▸ Provided text
■ ■ ■ ■ ■

She does not reside in Canada. She lives in another country. She needs to satisfy the jurisdictional requirement in the Divorce Act of being ordinarily resident in Ontario. If you bring her to Canada then she might be able to do something. But until then, I believe this is the case law that would help you

Turning to whether Ontario has jurisdiction under the common law test that requires a real and substantial connection, I agree with the parties that, in the context of marriage breakdown, the presumptive connecting factors are necessarily different from those identified by the Supreme Court in Van Breda in the context of a tort case.

■ ■ ■ ■ ■

▸ Dataset excerpts
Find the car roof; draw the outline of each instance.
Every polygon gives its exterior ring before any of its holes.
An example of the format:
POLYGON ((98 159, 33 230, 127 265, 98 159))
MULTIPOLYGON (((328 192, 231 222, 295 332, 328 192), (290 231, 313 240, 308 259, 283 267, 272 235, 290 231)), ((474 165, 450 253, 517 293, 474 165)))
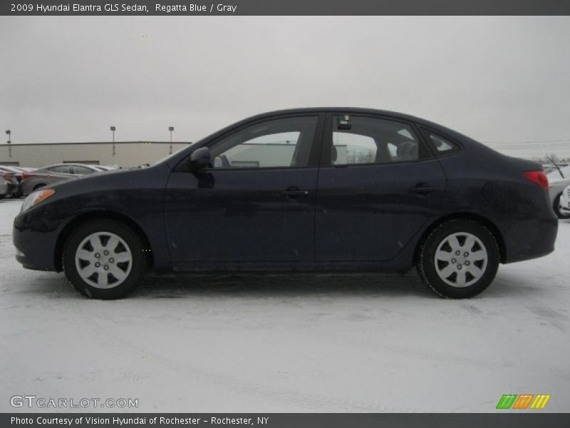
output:
POLYGON ((426 123, 431 124, 432 122, 413 116, 398 111, 391 111, 389 110, 381 110, 378 108, 369 108, 364 107, 303 107, 297 108, 287 108, 284 110, 274 110, 273 111, 268 111, 261 114, 255 115, 244 119, 244 121, 250 121, 255 118, 280 115, 280 114, 294 114, 294 113, 359 113, 361 114, 374 114, 380 116, 390 116, 392 118, 397 118, 404 119, 406 121, 412 121, 414 122, 426 123))

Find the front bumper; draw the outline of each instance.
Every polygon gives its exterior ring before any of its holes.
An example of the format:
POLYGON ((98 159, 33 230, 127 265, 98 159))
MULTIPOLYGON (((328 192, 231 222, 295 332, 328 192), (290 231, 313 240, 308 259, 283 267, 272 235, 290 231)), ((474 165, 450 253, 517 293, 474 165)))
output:
POLYGON ((26 269, 59 270, 56 255, 61 228, 61 225, 51 222, 32 222, 28 213, 17 215, 12 232, 16 260, 26 269))

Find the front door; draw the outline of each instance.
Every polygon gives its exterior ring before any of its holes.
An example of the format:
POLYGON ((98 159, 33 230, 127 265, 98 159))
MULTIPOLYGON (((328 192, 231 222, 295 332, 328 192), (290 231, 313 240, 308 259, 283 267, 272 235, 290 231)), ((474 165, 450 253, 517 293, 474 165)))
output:
POLYGON ((446 185, 413 124, 330 114, 316 207, 316 261, 373 263, 395 257, 433 215, 446 185))
POLYGON ((211 168, 175 168, 165 198, 173 268, 312 265, 323 121, 318 113, 257 121, 207 143, 211 168))

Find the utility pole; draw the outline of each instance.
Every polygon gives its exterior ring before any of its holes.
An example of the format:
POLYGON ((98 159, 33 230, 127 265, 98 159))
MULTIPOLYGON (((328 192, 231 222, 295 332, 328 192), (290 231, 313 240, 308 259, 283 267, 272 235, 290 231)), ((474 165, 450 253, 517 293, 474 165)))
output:
POLYGON ((174 131, 174 126, 169 126, 168 131, 170 131, 170 154, 172 154, 172 131, 174 131))
POLYGON ((6 135, 8 136, 8 141, 6 141, 6 143, 8 143, 8 157, 11 158, 12 157, 12 142, 11 141, 11 136, 12 135, 12 131, 10 131, 9 129, 6 129, 6 135))
POLYGON ((115 131, 116 131, 115 126, 111 126, 111 132, 113 133, 113 156, 115 156, 115 131))

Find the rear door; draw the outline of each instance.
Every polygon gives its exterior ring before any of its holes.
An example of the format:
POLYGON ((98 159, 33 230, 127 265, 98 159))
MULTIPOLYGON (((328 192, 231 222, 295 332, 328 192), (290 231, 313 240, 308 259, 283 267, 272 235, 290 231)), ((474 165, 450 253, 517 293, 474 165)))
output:
POLYGON ((413 123, 327 115, 316 201, 321 265, 389 260, 437 211, 446 179, 413 123))

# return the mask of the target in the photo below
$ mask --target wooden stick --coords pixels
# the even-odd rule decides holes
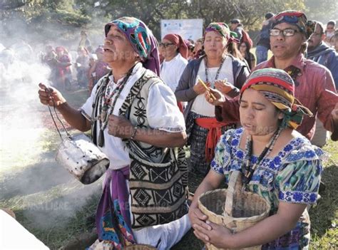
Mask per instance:
[[[206,85],[205,83],[204,83],[204,82],[202,80],[201,78],[198,78],[198,81],[199,81],[200,83],[202,83],[202,85],[203,85],[203,87],[205,88],[205,89],[206,89],[207,90],[209,90],[209,88]],[[211,98],[212,98],[214,100],[216,100],[216,98],[215,97],[215,95],[212,95],[212,93],[211,92],[210,92],[210,93]]]

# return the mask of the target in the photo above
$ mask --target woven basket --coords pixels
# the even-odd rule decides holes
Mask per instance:
[[[128,250],[156,250],[155,247],[150,245],[145,245],[142,244],[137,244],[126,246],[124,249]]]
[[[258,194],[242,191],[241,173],[233,172],[227,189],[215,189],[201,194],[198,208],[208,219],[237,233],[258,223],[269,215],[270,204]],[[240,249],[261,249],[257,246]],[[212,245],[207,249],[220,249]],[[227,250],[227,249],[222,249]]]

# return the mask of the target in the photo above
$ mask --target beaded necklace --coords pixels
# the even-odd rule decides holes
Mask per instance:
[[[269,142],[267,144],[265,147],[264,148],[263,151],[260,153],[260,156],[257,159],[256,162],[254,163],[252,167],[250,167],[250,159],[252,156],[252,137],[251,135],[247,137],[247,141],[245,145],[245,160],[242,165],[242,170],[243,171],[243,176],[242,176],[242,182],[243,182],[243,190],[247,187],[247,185],[250,182],[251,179],[252,178],[253,173],[256,170],[257,167],[260,165],[262,160],[269,155],[271,151],[275,146],[275,143],[277,141],[277,139],[280,136],[280,133],[282,132],[282,128],[280,127],[277,130],[272,137],[271,137]]]
[[[216,76],[215,77],[214,81],[218,78],[218,75],[220,75],[220,70],[222,66],[223,66],[224,61],[225,61],[226,56],[222,58],[222,62],[220,63],[220,68],[217,70]],[[205,82],[209,83],[209,74],[208,73],[208,58],[205,56],[204,58],[204,66],[205,66]]]
[[[108,85],[109,77],[107,77],[107,80],[105,83],[106,85],[103,87],[103,95],[98,101],[98,113],[100,114],[98,121],[100,132],[98,133],[98,145],[101,147],[104,145],[103,130],[107,127],[109,115],[113,113],[116,101],[126,86],[126,83],[127,83],[128,79],[130,76],[133,68],[134,67],[129,70],[123,80],[120,83],[117,84],[116,88],[114,90],[112,90],[111,86]],[[111,102],[113,98],[114,98],[114,99],[113,102]]]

■ ■ ■ ■ ■

▸ Requests
[1] From the jurisdiction passage, extract the span that begins at the words "She does not" and stops after the words "a tort case.".
[2] In the jurisdiction passage, what requirement in the Divorce Act does she need to satisfy?
[3] Give what follows the last sentence of the jurisdiction passage.

▸ Answers in order
[1]
She does not reside in Canada. She lives in another country. She needs to satisfy the jurisdictional requirement in the Divorce Act of being ordinarily resident in Ontario. If you bring her to Canada then she might be able to do something. But until then, I believe this is the case law that would help you

Turning to whether Ontario has jurisdiction under the common law test that requires a real and substantial connection, I agree with the parties that, in the context of marriage breakdown, the presumptive connecting factors are necessarily different from those identified by the Supreme Court in Van Breda in the context of a tort case.

[2] She must be ordinarily resident in Ontario.

[3]
[47] While they differ in their view as to where, in this case, the real home or ordinary residence of the mother is, both parties submit that the location of the real home or ordinary residence should be a presumptive connecting factor. This in my view makes eminently good sense. Ordinary residence and habitual residence are the jurisdictional tests under the Divorce Act and the CLRA, respectively. Accepting the real home or ordinary residence as a presumptive connecting factor, and having concluded that the motion judge did not err in finding that the mother was not ordinarily resident in Ontario, I agree with the motion judge that [t]he facts of this case do not support the existence of a presumptive connecting factor that would entitle this court to presume jurisdiction. The mother therefore did not satisfy the real and substantial connection test, and the courts of Ontario do not have jurisdiction over the mothers corollary claims under the FLA. Given this, it is not necessary to address the parties arguments on the issue of forum non conveniens.